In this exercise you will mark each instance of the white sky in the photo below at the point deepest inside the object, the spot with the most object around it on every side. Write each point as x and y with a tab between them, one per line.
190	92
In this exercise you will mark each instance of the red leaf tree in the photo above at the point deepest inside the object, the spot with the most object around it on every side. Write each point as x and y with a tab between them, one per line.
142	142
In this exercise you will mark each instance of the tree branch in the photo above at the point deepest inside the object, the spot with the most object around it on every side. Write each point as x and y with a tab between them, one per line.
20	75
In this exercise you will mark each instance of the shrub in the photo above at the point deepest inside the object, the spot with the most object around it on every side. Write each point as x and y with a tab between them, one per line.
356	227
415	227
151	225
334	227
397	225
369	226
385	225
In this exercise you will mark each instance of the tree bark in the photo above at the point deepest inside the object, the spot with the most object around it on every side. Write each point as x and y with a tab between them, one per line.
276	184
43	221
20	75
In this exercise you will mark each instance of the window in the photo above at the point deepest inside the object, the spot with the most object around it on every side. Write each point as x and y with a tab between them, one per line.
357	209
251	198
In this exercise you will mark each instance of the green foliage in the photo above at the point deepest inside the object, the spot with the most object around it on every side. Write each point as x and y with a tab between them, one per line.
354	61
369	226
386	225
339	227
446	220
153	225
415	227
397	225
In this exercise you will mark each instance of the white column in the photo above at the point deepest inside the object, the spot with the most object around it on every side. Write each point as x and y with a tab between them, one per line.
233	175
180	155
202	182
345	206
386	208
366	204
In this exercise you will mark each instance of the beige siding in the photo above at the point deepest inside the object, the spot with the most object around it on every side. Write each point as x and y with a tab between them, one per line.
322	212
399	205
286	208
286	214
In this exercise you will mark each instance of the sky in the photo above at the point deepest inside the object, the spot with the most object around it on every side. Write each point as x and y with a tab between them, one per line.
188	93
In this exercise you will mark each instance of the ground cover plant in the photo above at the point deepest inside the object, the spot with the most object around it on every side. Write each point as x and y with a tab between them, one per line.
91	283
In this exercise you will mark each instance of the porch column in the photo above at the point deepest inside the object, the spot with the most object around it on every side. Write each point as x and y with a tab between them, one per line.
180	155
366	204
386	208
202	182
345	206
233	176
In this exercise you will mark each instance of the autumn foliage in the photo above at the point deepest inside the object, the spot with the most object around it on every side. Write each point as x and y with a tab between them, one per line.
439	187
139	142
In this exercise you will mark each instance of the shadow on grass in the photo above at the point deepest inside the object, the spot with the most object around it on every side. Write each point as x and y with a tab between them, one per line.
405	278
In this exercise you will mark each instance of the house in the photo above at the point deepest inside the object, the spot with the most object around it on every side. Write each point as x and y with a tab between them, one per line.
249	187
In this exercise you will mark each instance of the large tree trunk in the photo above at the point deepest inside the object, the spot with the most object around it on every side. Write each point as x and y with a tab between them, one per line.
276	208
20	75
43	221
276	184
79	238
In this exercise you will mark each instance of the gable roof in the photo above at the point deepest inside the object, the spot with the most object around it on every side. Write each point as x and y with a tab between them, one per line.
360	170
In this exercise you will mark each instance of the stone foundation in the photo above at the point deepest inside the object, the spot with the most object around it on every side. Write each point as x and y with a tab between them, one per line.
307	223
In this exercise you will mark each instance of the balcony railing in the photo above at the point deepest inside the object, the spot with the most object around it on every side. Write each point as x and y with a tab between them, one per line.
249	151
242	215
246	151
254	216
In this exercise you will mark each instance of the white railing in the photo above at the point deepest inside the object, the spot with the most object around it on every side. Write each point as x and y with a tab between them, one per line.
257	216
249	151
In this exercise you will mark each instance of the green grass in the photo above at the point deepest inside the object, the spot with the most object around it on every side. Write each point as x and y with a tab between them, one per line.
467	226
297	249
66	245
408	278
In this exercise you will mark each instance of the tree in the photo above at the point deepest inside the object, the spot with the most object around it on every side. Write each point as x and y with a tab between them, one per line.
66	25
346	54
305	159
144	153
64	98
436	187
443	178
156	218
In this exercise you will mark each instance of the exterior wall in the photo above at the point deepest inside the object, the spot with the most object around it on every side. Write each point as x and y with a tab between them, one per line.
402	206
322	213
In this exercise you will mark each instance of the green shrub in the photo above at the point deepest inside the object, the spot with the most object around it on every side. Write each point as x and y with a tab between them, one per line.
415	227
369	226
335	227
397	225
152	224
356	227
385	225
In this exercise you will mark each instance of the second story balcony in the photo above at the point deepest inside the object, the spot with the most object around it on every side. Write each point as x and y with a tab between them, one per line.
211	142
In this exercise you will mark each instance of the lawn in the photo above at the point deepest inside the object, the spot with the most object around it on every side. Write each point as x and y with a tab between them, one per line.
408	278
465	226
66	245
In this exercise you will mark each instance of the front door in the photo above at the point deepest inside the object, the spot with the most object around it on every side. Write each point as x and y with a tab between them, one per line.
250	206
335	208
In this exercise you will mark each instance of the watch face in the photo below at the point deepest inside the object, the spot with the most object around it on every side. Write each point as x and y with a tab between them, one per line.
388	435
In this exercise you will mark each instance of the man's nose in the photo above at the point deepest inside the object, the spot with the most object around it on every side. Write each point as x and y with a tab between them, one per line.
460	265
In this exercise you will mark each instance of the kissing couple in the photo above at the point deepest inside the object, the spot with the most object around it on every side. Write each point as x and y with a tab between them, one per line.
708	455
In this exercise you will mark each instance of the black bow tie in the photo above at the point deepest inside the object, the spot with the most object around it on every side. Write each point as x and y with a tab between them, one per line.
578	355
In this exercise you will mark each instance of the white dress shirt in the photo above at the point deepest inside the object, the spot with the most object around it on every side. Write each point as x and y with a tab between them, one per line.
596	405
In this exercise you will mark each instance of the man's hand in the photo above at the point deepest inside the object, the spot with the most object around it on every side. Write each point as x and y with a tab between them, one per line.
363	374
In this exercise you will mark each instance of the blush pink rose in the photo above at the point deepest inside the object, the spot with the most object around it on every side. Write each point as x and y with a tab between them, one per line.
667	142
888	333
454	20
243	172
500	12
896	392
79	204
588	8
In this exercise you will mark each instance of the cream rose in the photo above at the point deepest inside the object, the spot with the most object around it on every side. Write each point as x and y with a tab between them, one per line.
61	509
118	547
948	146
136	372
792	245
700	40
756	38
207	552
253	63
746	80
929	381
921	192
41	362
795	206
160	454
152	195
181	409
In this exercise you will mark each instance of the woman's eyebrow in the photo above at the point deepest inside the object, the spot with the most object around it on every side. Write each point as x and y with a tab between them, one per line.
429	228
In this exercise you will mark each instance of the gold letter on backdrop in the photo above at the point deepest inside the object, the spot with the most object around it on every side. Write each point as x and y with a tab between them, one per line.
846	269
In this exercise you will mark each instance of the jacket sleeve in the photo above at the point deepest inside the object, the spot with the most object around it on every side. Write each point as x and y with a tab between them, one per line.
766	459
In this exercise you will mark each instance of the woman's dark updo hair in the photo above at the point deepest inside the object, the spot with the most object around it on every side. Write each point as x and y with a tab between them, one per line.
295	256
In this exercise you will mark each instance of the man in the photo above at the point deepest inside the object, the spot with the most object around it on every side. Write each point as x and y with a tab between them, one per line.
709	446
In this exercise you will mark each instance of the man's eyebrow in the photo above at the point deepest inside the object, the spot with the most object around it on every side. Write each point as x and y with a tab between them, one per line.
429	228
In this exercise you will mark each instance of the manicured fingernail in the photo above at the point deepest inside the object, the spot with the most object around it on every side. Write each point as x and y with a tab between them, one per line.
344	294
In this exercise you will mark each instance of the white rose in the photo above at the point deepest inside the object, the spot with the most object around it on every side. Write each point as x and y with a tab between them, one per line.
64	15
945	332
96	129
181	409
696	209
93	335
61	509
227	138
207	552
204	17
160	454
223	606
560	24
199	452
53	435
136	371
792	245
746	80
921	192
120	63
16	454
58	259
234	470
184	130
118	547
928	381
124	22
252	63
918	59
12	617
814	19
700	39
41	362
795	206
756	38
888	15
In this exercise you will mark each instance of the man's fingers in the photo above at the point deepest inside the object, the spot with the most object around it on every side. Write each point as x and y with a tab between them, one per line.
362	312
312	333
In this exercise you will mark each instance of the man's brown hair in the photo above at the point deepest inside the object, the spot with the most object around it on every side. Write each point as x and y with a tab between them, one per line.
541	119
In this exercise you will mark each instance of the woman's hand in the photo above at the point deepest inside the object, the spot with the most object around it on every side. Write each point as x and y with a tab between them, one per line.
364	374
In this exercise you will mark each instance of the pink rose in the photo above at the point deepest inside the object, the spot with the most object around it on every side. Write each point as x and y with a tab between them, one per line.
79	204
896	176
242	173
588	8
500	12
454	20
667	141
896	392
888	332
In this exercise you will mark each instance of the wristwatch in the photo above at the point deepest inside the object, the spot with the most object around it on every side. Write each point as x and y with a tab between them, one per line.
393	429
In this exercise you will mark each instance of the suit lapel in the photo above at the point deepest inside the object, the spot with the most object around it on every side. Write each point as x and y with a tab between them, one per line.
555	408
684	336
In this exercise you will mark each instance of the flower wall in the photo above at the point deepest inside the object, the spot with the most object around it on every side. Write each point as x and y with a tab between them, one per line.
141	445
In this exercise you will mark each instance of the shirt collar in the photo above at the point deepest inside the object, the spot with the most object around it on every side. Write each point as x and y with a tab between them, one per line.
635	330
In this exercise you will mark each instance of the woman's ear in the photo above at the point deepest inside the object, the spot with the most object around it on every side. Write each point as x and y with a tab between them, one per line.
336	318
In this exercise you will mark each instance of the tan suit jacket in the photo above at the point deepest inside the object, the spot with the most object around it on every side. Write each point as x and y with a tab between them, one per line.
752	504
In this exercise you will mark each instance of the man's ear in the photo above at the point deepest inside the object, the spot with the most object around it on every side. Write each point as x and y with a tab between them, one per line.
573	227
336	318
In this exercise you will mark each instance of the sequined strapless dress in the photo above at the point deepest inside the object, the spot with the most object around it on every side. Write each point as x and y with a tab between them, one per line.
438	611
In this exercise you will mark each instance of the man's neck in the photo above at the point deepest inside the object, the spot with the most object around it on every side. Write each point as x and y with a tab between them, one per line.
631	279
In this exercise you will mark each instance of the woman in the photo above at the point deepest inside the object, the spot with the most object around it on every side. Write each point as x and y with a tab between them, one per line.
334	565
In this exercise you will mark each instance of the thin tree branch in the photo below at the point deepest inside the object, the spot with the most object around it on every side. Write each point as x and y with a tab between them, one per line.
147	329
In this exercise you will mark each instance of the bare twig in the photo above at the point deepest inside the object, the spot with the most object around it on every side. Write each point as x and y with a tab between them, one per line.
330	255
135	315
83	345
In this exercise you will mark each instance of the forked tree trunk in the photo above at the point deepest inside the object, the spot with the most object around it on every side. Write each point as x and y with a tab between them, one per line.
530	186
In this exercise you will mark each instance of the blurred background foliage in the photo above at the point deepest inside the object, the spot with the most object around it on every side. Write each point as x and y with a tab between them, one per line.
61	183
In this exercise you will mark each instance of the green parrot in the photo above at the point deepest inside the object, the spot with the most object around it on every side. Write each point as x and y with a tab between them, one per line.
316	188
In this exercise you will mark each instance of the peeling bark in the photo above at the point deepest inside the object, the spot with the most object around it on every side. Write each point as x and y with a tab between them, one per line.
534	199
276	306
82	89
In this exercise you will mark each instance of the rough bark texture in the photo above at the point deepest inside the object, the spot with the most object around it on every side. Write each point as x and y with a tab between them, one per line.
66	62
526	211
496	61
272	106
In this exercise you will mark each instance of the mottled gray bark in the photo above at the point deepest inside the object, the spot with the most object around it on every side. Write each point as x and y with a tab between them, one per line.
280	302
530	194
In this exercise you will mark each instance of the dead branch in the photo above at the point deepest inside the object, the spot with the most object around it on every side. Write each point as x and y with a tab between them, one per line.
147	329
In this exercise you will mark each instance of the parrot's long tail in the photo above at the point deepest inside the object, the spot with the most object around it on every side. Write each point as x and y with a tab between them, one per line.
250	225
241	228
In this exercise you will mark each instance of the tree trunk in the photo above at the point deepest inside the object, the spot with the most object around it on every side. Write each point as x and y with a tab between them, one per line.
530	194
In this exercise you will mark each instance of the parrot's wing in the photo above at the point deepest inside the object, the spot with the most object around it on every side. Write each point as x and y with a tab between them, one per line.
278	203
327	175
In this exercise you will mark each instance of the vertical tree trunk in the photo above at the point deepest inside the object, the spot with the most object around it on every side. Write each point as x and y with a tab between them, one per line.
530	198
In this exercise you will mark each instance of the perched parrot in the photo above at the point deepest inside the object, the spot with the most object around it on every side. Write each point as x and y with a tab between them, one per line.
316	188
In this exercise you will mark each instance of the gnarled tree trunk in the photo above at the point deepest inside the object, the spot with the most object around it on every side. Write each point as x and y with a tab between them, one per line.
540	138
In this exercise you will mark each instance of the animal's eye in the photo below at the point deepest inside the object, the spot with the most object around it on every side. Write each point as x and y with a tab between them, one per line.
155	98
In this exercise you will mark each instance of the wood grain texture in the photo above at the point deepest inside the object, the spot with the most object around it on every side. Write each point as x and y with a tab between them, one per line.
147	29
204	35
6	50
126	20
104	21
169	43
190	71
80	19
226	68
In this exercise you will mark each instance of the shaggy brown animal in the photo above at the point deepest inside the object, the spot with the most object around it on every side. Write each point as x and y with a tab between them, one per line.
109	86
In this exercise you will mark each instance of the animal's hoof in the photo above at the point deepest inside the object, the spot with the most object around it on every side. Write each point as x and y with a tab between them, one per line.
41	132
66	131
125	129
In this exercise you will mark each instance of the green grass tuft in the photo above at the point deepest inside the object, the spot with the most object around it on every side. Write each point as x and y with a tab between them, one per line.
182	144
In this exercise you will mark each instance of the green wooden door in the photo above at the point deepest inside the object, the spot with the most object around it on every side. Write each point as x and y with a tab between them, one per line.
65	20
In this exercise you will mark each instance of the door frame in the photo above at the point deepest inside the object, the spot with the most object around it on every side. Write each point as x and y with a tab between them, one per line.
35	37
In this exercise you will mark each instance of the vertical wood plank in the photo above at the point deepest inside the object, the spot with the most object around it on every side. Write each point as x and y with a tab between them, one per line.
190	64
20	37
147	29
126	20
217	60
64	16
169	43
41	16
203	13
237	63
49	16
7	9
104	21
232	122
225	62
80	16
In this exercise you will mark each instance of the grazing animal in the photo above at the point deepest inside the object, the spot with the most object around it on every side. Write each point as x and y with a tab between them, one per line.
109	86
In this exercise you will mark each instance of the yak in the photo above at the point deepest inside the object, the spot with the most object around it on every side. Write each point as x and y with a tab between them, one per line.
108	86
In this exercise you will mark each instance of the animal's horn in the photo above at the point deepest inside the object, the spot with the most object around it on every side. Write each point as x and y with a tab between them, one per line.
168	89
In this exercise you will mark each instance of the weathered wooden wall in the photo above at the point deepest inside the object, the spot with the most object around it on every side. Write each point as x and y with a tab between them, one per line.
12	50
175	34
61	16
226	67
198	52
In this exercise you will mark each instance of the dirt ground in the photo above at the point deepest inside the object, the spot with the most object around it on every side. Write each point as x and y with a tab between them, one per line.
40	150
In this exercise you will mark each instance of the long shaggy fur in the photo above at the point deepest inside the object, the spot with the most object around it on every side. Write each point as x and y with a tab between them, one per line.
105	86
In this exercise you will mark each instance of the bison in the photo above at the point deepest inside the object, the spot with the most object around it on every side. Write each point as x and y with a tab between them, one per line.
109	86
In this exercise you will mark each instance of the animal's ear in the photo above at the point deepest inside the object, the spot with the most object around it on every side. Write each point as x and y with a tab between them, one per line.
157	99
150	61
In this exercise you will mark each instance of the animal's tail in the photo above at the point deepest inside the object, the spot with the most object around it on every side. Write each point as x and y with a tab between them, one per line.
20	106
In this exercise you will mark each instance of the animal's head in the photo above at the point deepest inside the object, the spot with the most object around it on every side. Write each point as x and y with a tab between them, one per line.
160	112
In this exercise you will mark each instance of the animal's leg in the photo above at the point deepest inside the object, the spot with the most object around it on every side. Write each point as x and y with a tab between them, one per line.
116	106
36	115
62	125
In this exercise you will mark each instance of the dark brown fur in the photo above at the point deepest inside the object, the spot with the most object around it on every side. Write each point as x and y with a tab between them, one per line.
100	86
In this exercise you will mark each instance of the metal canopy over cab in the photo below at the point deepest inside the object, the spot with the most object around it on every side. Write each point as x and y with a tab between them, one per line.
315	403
------------------------------------
#### EXERCISE DESCRIPTION
The answer should consist of the lines from the one with "the animal's leg" through the last line of the entries, duplicated exactly and nothing more.

#### EXERCISE ANSWER
In this exercise you will mark each instance of the animal's leg in the photo above at the point deepest inside the object, the spot with the most object around it on every side. Write each point as x and y with a tab between them, one per line.
116	106
36	115
62	125
In this exercise you will mark each instance of the dark brown fur in the photo above at the point deepest inside the object, the spot with the most object around it on every side. Write each point as x and y with a tab between them, one per line.
100	86
In this exercise you will mark each instance of the metal canopy over cab in the photo below at the point deepest inside the object, the spot with the most object around it on every side. Write each point as x and y with a tab between them, one per line.
315	403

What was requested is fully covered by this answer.